- [Extract provided]:
--
Global Policy Forum

Globalization and Trafficking in Women

Print

Jyoti Sanghera

Peace and Freedom
March 1998

Millions of women and young girls, primarily from marginalized and impoverished communities of the third world, eke out a living in burgeoning red light districts of urban metropoles either in their own or neighboring countries. Hundreds of thousands of young, third world women have ended up in the urban centers of the West or Japan, providing sexual services to a vast array of primarily male clientele via an ever-expanding sex industry in the advanced, industrialized world. Whether opting to migrate voluntarily to sites of sex trade, or trafficked through means of deceit or coercion, prostitution has increasingly become a means of sustaining and maintaining vast numbers of third world women and their families.


To embark upon activism from a morally judgmental or a feministically purist platform is to indirectly acknowledge the privilege of one's own social location. Such practice merely serves to highlight the gap between those who live the reality of prostitution daily and those who dole out prescriptive solutions from afar. A genuine commitment to ensuring the right to individual and collective self-determination of women in the sex trade business entails that first and foremost, a multifaceted and comprehensive analysis of prostitution, in all its complexity, is developed.

The New Face of Prostitution

As accepted earlier and reinforced by common adage, prostitution is among the oldest professions. This is due to the fact that the social and economic vulnerability of women and their attendant powerlessness in society has left only a small range of options open to them to eke out a livelihood. So prostitution is indeed the twin sibling of poverty, and as old as indigence, destitution and compulsion.

The fundamental question we need to ask is: what is so novel and different about the contemporary form of prostitution which has come to exist in many regions of, particularly the third world, today?

Reams of data flowing in from various sites attests to the fact that not only is sex trade a transnational industry but that, among the most profitable industrial enterprises globally today, prostitution occupies the place of pride. As in the case of every major multinational enterprise under global capitalism, the principal players and beneficiaries of the sex industry are cohesive and organized. They have managed to secure, through bribes and payoffs, the services of politicians, police personnel, and high functionaries. Capital, labor and organization move relatively unhindered within and transregionally. A combination of the legal and illegal, hence, brings to the sex industry margins of profit which are astronomical. Reportedly, material benefits accruing to organizers of the sex industry currently equal those flowing out of the global clandestine trade in arms and narcotics.

A New Development Strategy

The second factor which makes sex trade qualitatively different today is that prostitution is no more simply the means of survival or material gains for sections of underprivileged women. It is the chosen strategy for survival, and indeed development, by nations.
--
- [Record list]:
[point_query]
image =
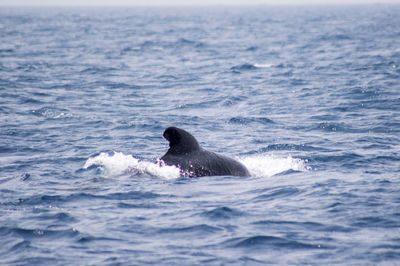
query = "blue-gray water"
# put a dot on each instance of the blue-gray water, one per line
(307, 97)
--
- [Aim 1]:
Answer these questions about the article on globalization and trafficking in women:
(a) What has prostitution increasingly become for vast numbers of third world women and their families?
(b) Through what means have the principal players in the sex industry secured the services of politicians, police personnel, and high functionaries?
(c) What does the article say prostitution is for nations?
- [Aim 2]:
Rewrite the paragraph of the article that begins "Reams of data flowing in" as a short bulleted list that keeps its main facts.
- [Aim 3]:
Summarize the article in three sentences.

- [Complete output 1]:
(a) It has become a means of sustaining and maintaining them.
(b) They secured those services through bribes and payoffs.
(c) It is the chosen strategy for survival, and indeed development, by nations.

- [Complete output 2]:
- Sex trade is a transnational industry, and prostitution ranks among the most profitable industrial enterprises in the world today.
- Like every major multinational enterprise under global capitalism, its principal players and beneficiaries are cohesive and organized.
- Through bribes and payoffs, they have secured the services of politicians, police personnel, and high functionaries.
- Capital, labor, and organization move relatively unhindered, both within regions and across them.
- Combining legal and illegal activity gives the industry astronomical profit margins.
- The material benefits to its organizers reportedly equal those of the global clandestine trade in arms and narcotics.

- [Complete output 3]:
Millions of women and girls from impoverished third world communities earn a living through prostitution, either in their own or neighboring countries or in the West and Japan, and the article calls prostitution the twin sibling of poverty. Today the sex trade is a transnational industry and one of the most profitable in the world, run by organized players who bribe officials and earn profits said to equal those of the clandestine arms and narcotics trade. Prostitution is no longer only a means of survival for underprivileged women; it has become a strategy for survival and development chosen by nations.